* [Page text]
Nepal | April 20, 2019

Chinese nationals held with 3.3 kg gold concealed in rectum

Himalayan News Service

Kathmandu, April 12

Gold smugglers seem undeterred by frequent seizure of undeclared precious yellow metal at Tribhuvan International Airport.

Despite police action, racketeers continue attempts to pass gold through the only international airport of the country. TIA police, in association with Customs Office, arrested three Chinese nationals with 3.3 kilograms of gold, concealed in rectum yesterday.

The smuggling suspects — Mad Yinhua, Ma Fuming and Zhang Zhiyang — arrived here from Kunming on a China Eastern Airlines flight. The gold is worth around Rs 14.5 million as per today’s bullion market.

* [Extracted data]
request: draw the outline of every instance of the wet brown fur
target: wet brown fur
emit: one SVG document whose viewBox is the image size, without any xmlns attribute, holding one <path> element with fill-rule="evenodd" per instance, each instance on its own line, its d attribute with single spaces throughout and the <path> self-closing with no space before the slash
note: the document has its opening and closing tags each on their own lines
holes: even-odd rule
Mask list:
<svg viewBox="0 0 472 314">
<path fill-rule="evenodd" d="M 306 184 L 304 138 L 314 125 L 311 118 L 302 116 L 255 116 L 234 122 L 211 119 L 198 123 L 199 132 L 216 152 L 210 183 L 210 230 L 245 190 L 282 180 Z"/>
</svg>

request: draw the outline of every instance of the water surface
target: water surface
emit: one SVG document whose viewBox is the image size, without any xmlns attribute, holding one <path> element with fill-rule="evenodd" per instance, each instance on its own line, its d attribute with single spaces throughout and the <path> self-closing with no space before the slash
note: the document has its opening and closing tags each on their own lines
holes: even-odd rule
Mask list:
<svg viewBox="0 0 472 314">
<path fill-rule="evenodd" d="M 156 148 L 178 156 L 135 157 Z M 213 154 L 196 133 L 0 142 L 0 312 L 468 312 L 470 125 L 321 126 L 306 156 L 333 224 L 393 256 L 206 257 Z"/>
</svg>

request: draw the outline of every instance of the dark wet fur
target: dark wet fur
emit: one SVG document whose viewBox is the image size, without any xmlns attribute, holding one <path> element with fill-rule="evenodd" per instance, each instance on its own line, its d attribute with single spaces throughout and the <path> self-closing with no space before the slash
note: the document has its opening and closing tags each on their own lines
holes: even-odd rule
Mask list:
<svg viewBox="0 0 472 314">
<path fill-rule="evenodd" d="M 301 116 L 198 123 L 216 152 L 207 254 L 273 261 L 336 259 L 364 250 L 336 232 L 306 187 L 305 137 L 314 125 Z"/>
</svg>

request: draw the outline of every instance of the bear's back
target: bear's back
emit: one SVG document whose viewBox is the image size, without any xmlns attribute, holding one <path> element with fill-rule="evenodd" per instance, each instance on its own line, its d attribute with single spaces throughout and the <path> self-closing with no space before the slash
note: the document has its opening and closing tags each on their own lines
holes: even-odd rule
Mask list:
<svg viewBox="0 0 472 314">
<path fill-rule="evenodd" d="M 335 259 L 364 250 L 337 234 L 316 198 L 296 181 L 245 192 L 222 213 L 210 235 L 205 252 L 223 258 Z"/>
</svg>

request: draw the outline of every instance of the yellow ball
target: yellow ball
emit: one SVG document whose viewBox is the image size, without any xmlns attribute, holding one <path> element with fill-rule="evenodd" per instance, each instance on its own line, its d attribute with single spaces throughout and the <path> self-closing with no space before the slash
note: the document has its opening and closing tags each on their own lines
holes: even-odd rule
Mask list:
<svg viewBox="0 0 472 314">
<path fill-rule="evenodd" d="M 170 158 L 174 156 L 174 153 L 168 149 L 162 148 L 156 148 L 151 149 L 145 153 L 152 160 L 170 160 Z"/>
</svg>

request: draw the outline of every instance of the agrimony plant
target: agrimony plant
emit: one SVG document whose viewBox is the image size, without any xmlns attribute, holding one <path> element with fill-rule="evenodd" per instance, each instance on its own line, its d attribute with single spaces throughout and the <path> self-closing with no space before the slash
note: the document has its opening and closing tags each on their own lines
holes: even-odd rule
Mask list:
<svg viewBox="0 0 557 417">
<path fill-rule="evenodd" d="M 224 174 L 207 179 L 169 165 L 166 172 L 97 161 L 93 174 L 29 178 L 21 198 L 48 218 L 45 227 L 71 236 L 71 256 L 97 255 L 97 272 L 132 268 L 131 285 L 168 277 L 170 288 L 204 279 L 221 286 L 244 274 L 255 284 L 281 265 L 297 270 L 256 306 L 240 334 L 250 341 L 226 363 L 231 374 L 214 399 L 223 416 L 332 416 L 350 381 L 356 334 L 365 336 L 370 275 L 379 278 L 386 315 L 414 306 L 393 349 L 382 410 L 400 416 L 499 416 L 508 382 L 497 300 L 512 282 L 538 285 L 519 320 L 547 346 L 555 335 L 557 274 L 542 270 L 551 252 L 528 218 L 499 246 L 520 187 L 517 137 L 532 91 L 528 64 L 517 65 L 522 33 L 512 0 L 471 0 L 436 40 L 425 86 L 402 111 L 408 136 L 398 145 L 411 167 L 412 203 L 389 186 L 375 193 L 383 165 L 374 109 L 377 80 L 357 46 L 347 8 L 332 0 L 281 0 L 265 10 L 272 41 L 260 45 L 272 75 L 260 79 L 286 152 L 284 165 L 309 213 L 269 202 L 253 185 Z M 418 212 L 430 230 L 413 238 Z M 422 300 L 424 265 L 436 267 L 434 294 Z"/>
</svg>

* [Set of tasks]
1/ Answer these questions about the gold smuggling news report, one line each:
(a) From which city did the three suspects fly in?
(b) Which office did TIA police work with to make the arrests?
(c) What was the gold worth at that day's bullion market rate?
2/ Pick up the news report on the gold seized at Tribhuvan International Airport after its last sentence and continue it.

* [Results of the tasks]
1/
(a) Kunming
(b) The Customs Office
(c) Around Rs 14.5 million

2/
Superintendent of Police Krishna Koirala said the trio were detained for investigation as they were spotted behaving suspiciously and were walking in a peculiar way during a security scanning at the arrival gate. “The Chinese nationals were quizzed, but they pleaded innocence until the X-ray machine confirmed metal in their body. Police took the help of medical persons to remove the contraband from rectal cavities of those arrested,” he said.

On April 4, police had arrested four Indian nationals with around 5.8 kilograms of gold being smuggled into Nepal via TIA from Bangkok, by evading the customs. A Chinese citizen was held with 139 grams of gold on March 31.

Police said racketeers were changing their modus operandi for gold smuggling through TIA. Concealing gold in rectum, battery boxes, laptops, baggage and inner soles of shoes are some of the ways adopted by smugglers. Smugglers also mould gold into jewellery and wear it to outsmart security and customs officials.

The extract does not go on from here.